ASSIGNED TASK:
Restate the data below word for word, omitting pictures.

Point-per-instance localization data:
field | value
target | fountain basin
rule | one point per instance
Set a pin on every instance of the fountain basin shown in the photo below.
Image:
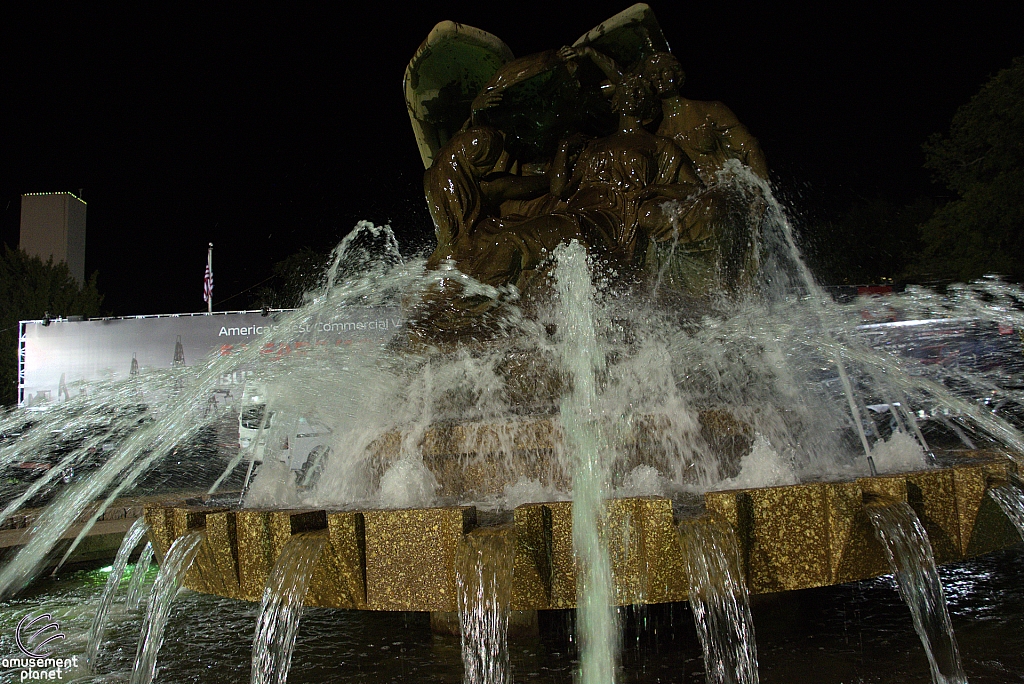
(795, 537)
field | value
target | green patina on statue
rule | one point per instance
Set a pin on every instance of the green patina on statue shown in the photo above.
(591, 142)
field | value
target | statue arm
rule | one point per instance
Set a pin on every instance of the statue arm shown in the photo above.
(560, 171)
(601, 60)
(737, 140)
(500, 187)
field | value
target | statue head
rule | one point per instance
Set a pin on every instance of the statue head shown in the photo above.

ANSWER TO THE PROBLEM:
field | value
target | fountain basin
rule | one point per instance
Set a pin on every instance of the fountain basin shown in the photo below.
Image:
(795, 537)
field | value
target | green patina on statue
rule | one point per instance
Set a pin on every instance of the green patina on statue shown in the photo above.
(591, 142)
field | value
target | statue arm
rule | one point per instance
Set a pin on every instance of the statue arm shown in the photo above.
(560, 171)
(601, 60)
(737, 140)
(500, 187)
field | value
target | statue head
rule | one point per instance
Set a pin on every instance of the statue head shown in the photo above.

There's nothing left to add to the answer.